Alors le masculin est-il vraiment neutre dans des cas très genrés dans l'imaginaire collectif? Si j'utilise "les infirmiers" pour parler d'un groupe de 5 infirmiers et 90 infirmières, est-ce égalitaire et représentatif, est-ce réellement neutre? Est-ce que ça ne devient pas un choix, à ce moment, que d'utiliser le masculin et de privilégier une règle grammaticale créée il y a quelques siècles parce que "le masculin est plus noble" à l'image mentale produite chez le lecteur? Tout dépend bien entendu de l'image que l'on veut renvoyer.

De là, à chacun de faire en fonction de sa propre sensibilité, du contexte, du propos, de son bagage, de ses thématiques, de ses personnages, de ses convictions, etc.

Gen a dit…

@Marine : Je sais tout ça (d'ailleurs, je ne sais pas si tu es au courant, mais dans le cas des infirmières, l'Ordre professionnel des infirmiers et infirmières du Québec demande à ce que le féminin soit prépondérant, donc dans l'exemple que tu donnes, on dirait bel et bien "les infirmières", même s'il y a 5 hommes).

Cependant, je me demande si on ne devrait pas travailler sur les représentations davantage que sur les termes. Quand je dis "les docteurs" à ma fille, je suis sûre qu'elle imagine des femmes, parce que tous les docteurs qu'elle a vu dans sa vie, c'étaient des femmes.

Même chose pour les LGBT+ : ne serait-on pas mieux de travailler sur les mentalités, pour que les gens ne soient plus stigmatisés, plutôt que de chercher à créer un terme qui les distingue, qui les rend plus présents dans l'imaginaire collectif... mais qui peut aussi servir à les stigmatiser!

Comme je dis, mon idée n'est pas faite, je réfléchis. Mais je vois autant de danger et de pentes glissantes à la distinction qu'à l'invisibilité.
**********
Travail à faire -
1) Traduisez en anglais la phrase « Tout dépend bien entendu de l'image que l'on veut renvoyer. », tirée de l'extrait sur le masculin générique.
2) Dans l'extrait sur le masculin générique, la phrase commençant par « De là, à chacun de faire » énumère ce en fonction de quoi chacun peut agir. Relevez tous ces facteurs.
3) Prolongez l'extrait sur le masculin générique en enchaînant sur sa dernière phrase.

[Enregistrements issus d'un jeu de données]
**********
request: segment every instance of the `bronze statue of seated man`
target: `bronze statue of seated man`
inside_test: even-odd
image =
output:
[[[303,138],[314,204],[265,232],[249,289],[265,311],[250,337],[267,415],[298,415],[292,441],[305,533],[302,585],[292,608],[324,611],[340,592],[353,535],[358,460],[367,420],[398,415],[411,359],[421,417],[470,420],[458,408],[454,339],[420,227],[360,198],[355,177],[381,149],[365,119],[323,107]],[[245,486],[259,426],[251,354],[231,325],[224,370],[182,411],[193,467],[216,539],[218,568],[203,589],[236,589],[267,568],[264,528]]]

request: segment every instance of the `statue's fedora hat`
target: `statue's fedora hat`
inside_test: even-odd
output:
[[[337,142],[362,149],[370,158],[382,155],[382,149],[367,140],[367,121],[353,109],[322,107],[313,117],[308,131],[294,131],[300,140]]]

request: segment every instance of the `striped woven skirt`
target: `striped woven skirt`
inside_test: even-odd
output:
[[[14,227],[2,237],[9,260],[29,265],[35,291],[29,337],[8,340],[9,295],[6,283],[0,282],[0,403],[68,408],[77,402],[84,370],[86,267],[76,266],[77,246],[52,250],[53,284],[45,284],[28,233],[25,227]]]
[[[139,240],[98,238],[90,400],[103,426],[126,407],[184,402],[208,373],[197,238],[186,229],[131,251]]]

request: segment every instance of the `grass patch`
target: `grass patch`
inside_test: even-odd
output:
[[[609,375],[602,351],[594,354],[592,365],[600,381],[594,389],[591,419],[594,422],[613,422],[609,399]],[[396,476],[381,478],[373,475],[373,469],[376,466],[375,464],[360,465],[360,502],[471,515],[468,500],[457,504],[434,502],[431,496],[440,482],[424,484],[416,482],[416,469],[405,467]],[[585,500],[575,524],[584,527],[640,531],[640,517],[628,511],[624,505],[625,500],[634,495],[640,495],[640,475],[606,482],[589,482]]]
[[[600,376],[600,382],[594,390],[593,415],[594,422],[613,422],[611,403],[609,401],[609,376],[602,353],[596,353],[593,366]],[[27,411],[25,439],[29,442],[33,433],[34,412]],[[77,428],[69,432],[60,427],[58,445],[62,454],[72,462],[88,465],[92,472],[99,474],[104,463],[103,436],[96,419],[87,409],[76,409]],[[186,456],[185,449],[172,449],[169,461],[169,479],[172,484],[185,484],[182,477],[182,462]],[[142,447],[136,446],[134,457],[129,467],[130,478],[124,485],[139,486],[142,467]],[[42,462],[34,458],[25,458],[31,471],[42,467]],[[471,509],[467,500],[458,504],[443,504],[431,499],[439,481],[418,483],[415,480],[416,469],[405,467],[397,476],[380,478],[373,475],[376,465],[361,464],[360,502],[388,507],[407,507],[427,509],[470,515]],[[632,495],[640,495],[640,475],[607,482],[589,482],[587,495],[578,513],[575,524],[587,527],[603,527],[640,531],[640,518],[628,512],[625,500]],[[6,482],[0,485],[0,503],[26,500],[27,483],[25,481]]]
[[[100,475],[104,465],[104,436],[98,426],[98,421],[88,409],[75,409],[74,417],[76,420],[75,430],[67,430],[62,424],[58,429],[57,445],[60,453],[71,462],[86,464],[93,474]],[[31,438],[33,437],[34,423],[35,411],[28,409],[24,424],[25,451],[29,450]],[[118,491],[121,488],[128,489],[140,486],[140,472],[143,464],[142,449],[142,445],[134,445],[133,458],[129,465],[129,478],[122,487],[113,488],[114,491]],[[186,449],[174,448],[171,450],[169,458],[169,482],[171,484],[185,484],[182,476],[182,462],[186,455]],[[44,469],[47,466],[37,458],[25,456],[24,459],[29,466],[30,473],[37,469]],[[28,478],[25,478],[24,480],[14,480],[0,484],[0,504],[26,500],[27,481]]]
**********
Réponses par consigne -
1) Of course, it all depends on the image one wants to convey.

2)
- sa propre sensibilité
- le contexte
- le propos
- son bagage
- ses thématiques
- ses personnages
- ses convictions

3)
Oh et l'argument voulant que le masculin a été choisi comme neutre pour des raisons machistes, je suis un peu tannée de l'entendre. Oui, c'est vrai... et faux. La raison donnée consacrait l'usage déjà en place, usage qui n'était pas issu du machisme, mais simplement du fait que l'ancien neutre latin ressemblait davantage au masculin latin qu'au féminin latin. Et donc lorsqu'on a progressivement abandonné le neutre, la forme masculine l'a remplacé.

Et oui, dans la fiction, tout est possible. C'est d'ailleurs pourquoi je compte bien poursuivre mes réflexions dans un roman. ;)

Claude Lamarche a dit…

Wow! c'est dans des cas pareils que je me trouve nulle. Je me demande si j'ai déjà été capable de soutenir un argumentaire plus que deux-trois phrases. Sans doute pour ça que je me prononce rarement sur quelque sujet que ce soit. J'écoute, je lis... et je reste neutre!
Sans pouvoir étayer mon raisonnement, je peux juste dire que je ne voudrais pas de l'orthographe inclusive avec les petits points. Visuellement indéfendable, me semble.

Gen a dit…

@Claude : Disons que des billets comme ça s'écrivent de longue haleine et non pas en quelques minutes (c'est pour ça qu'il n'y en a pas trop souvent). Et quand ensuite on se met à répondre, suffit d'être systématique et d'y aller point par point. (Mais bon, je vous ai jamais dit que j'avais eu une bourse à cause de mes notes en philo? ok, là vous le savez! hihihihi)

Ouais, la syntaxe pointée, c'est juste horrible. À lire et à écrire!!!